'''
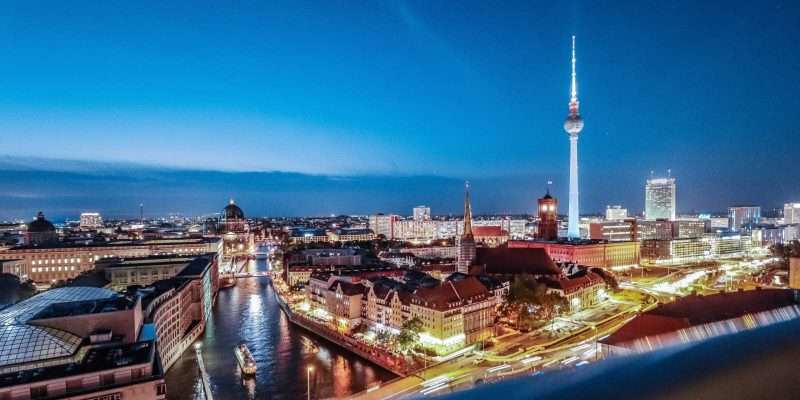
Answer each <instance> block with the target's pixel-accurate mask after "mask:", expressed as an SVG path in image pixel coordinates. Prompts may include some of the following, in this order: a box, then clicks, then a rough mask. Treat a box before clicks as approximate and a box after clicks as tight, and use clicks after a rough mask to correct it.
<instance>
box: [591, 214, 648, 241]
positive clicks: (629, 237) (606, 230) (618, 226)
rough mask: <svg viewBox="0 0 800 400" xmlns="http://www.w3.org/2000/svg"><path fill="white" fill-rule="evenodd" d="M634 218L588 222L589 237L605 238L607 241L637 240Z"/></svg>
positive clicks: (595, 237)
mask: <svg viewBox="0 0 800 400" xmlns="http://www.w3.org/2000/svg"><path fill="white" fill-rule="evenodd" d="M636 232H637V224H636V220H635V219H633V218H631V219H621V220H610V221H602V222H592V223H590V224H589V239H592V240H607V241H609V242H628V241H632V240H637V238H636V236H637V235H636Z"/></svg>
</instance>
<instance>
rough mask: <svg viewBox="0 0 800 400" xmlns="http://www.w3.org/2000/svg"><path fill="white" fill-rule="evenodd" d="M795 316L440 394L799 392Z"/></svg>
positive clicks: (520, 395) (619, 396) (509, 396)
mask: <svg viewBox="0 0 800 400" xmlns="http://www.w3.org/2000/svg"><path fill="white" fill-rule="evenodd" d="M798 332H800V320H795V321H790V322H784V323H781V324H776V325H771V326H769V327H765V328H759V329H756V330H752V331H747V332H743V333H738V334H735V335H729V336H722V337H718V338H715V339H711V340H708V341H705V342H700V343H698V344H695V345H690V346H680V347H673V348H670V349H666V350H661V351H657V352H653V353H647V354H643V355H637V356H631V357H625V358H618V359H612V360H607V361H603V362H599V363H597V364H594V365H588V366H584V367H581V368H579V369H572V370H569V371H561V372H551V373H546V374H544V375H540V376H531V377H524V378H518V379H513V380H509V381H504V382H500V383H496V384H486V385H483V386H478V387H477V388H475V389H472V390H467V391H463V392H456V393H453V394H450V395H447V396H444V397H443V398H444V399H455V400H484V399H499V398H502V399H503V400H515V399H537V400H563V399H592V400H606V399H607V400H623V399H636V400H639V399H656V400H660V399H704V400H731V399H796V398H800V372H799V371H798V369H797V360H800V341H798V340H797V333H798Z"/></svg>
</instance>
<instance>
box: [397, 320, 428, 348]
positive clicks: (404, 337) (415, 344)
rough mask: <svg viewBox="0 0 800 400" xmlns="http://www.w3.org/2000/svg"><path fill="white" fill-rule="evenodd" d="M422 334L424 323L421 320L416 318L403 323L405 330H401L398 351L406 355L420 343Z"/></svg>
mask: <svg viewBox="0 0 800 400" xmlns="http://www.w3.org/2000/svg"><path fill="white" fill-rule="evenodd" d="M420 332H422V321H420V319H419V318H417V317H414V318H412V319H410V320H408V321H406V322H405V323H403V328H402V329H400V334H398V335H397V339H396V344H397V347H398V349H399V350H400V351H401V352H402V353H405V352H407V351H408V350H410V349H412V348H414V346H415V345H416V344H417V342H418V341H419V333H420Z"/></svg>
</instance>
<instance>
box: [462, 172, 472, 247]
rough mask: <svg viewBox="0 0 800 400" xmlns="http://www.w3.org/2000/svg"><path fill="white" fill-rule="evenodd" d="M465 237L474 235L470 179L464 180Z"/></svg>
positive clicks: (464, 236)
mask: <svg viewBox="0 0 800 400" xmlns="http://www.w3.org/2000/svg"><path fill="white" fill-rule="evenodd" d="M464 237H469V238H471V237H472V204H471V203H470V201H469V181H466V182H464Z"/></svg>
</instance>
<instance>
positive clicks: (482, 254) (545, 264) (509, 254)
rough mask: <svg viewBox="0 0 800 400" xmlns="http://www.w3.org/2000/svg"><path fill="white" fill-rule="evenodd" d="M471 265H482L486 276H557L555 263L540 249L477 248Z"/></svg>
'''
ABOUT THIS EXERCISE :: Revise all the records above, changing every "rough mask" to "coarse mask" and keeping the rest unchanged. Leave the pictures out of your answer.

TASK SOLUTION ::
Answer each <instance> block with the target's pixel-accurate mask after "mask:", expressed as an SVG path in image pixel coordinates. Prompts may include some of the following, in this order: a box, then clicks, then a coarse mask. Treat a box before clicks as approximate and a box after clicks as tight, and use clicks after a coarse mask to correct it.
<instance>
box: [591, 214, 648, 241]
positive clicks: (629, 237) (606, 230) (618, 226)
coarse mask: <svg viewBox="0 0 800 400" xmlns="http://www.w3.org/2000/svg"><path fill="white" fill-rule="evenodd" d="M634 218L588 222L589 237L605 238L607 241L637 240Z"/></svg>
positive clicks: (595, 237)
mask: <svg viewBox="0 0 800 400" xmlns="http://www.w3.org/2000/svg"><path fill="white" fill-rule="evenodd" d="M636 232H637V224H636V220H635V219H633V218H631V219H621V220H610V221H602V222H592V223H590V224H589V239H592V240H607V241H609V242H628V241H632V240H637V238H636V236H637V235H636Z"/></svg>
</instance>
<instance>
coarse mask: <svg viewBox="0 0 800 400" xmlns="http://www.w3.org/2000/svg"><path fill="white" fill-rule="evenodd" d="M795 316L440 394L799 392Z"/></svg>
positive clicks: (520, 395) (619, 396) (509, 396)
mask: <svg viewBox="0 0 800 400" xmlns="http://www.w3.org/2000/svg"><path fill="white" fill-rule="evenodd" d="M798 332H800V320H795V321H790V322H784V323H781V324H776V325H771V326H769V327H765V328H759V329H756V330H752V331H747V332H743V333H738V334H735V335H729V336H722V337H718V338H715V339H711V340H708V341H705V342H700V343H698V344H695V345H690V346H680V347H673V348H670V349H666V350H661V351H657V352H653V353H647V354H643V355H637V356H631V357H625V358H618V359H612V360H607V361H603V362H599V363H597V364H594V365H588V366H584V367H581V368H579V369H572V370H569V371H561V372H551V373H546V374H544V375H540V376H531V377H524V378H518V379H513V380H509V381H504V382H500V383H496V384H486V385H483V386H478V387H477V388H475V389H472V390H467V391H463V392H456V393H453V394H450V395H447V396H444V397H443V398H444V399H455V400H484V399H499V398H502V399H503V400H515V399H537V400H563V399H592V400H606V399H607V400H623V399H636V400H639V399H656V400H660V399H704V400H731V399H796V398H800V372H799V371H798V369H797V360H800V341H798V340H797V333H798Z"/></svg>
</instance>
<instance>
box: [397, 320, 428, 348]
positive clicks: (404, 337) (415, 344)
coarse mask: <svg viewBox="0 0 800 400" xmlns="http://www.w3.org/2000/svg"><path fill="white" fill-rule="evenodd" d="M422 334L424 323L421 320L416 318L403 323L405 330H401L398 351L406 355L420 343Z"/></svg>
mask: <svg viewBox="0 0 800 400" xmlns="http://www.w3.org/2000/svg"><path fill="white" fill-rule="evenodd" d="M420 332H422V321H420V319H419V318H417V317H414V318H412V319H410V320H408V321H406V322H405V323H403V328H402V329H400V334H398V335H397V339H396V344H397V347H398V349H399V350H400V351H401V352H402V353H405V352H407V351H408V350H410V349H412V348H414V346H415V345H416V344H417V342H418V341H419V333H420Z"/></svg>
</instance>
<instance>
box: [462, 172, 472, 247]
coarse mask: <svg viewBox="0 0 800 400" xmlns="http://www.w3.org/2000/svg"><path fill="white" fill-rule="evenodd" d="M465 237L474 235L470 179L464 180Z"/></svg>
positive clicks: (464, 236)
mask: <svg viewBox="0 0 800 400" xmlns="http://www.w3.org/2000/svg"><path fill="white" fill-rule="evenodd" d="M464 237H469V238H471V237H472V204H471V203H470V201H469V181H466V182H464Z"/></svg>
</instance>
<instance>
positive clicks: (482, 254) (545, 264) (509, 254)
coarse mask: <svg viewBox="0 0 800 400" xmlns="http://www.w3.org/2000/svg"><path fill="white" fill-rule="evenodd" d="M471 265H482L486 276H557L555 263L540 249L477 248Z"/></svg>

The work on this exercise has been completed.